DOCUMENT SECTION:
Odd misprediction

From: Claudio Freire <klaussfreire(at)gmail(dot)com>
To: postgres performance list <pgsql-performance(at)postgresql(dot)org>
Subject: Odd misprediction
Date: 2011-09-16 14:50:40
Message-ID: CAGTBQpb0v7_jFnw-ohpWG7SJh=LHEeK9do2M7BKMUTFtZTLoug@mail.gmail.com
Views: Raw Message | Whole Thread | Download mbox | Resend email
Thread:
Lists: pgsql-performance

It's not an issue for me (it's not really impacting performance), but
since it was odd I thought I might ask.

INSTRUCTION 1: Summarize the post about an odd misprediction in two sentences.
INSTRUCTION 2: Carry on with the post about an odd misprediction, starting after its final sentence.

DATA EXCERPT:
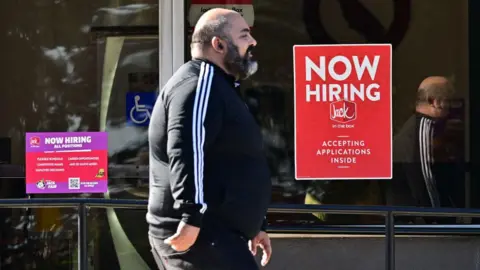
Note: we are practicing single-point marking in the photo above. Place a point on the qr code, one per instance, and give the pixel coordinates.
(74, 183)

ANSWER 1: Claudio Freire wrote to the postgres performance list on 2011-09-16 under the subject "Odd misprediction." The writer says it is not an issue and is not really impacting performance, but is asking because it seemed odd.

ANSWER 2:
I have this supermegaquery:

SELECT
t.date AS status_date, lu.id AS memberid, lu.username AS
username, u.url AS url, ub.url_pattern AS urlpattern, lu.email AS
email,
lu.birth_date AS birthdate, lu.creation_date AS creationdate,
s.name AS state, co.name AS country,
opd.survey_id AS originalSurvey, c.name AS city , lu.confirmed
AS confirmed , pd.name AS action , sd.duration AS loi
FROM tracks t
LEFT JOIN surveyduration_v sd
ON sd.member_id = t.member_id
AND sd.survey_id = 5936
INNER JOIN all_users_v lu
ON lu.id = t.member_id
AND lu.panel_source_id = 1
LEFT JOIN track_status ts
ON ts.id = t.track_status_id
LEFT JOIN partners p
ON p.id = t.partner_id
LEFT JOIN urls u
ON u.id = t.url_id
AND u.survey_id = 5936
LEFT JOIN url_batchs ub
ON u.url_batch_id = ub.id
LEFT JOIN states s
ON lu.state_id = s.id
LEFT JOIN cities c
ON lu.city_id = c.id
LEFT JOIN countries co
ON lu.country_id = co.id
LEFT JOIN partner_deliveries pd
ON pd.id = t.partner_delivery_id
AND t.partner_id IS NOT NULL
LEFT JOIN partner_deliveries opd
ON opd.id = pd.originator_id
WHERE t.survey_id = 5936
AND t.track_status_id IN (5)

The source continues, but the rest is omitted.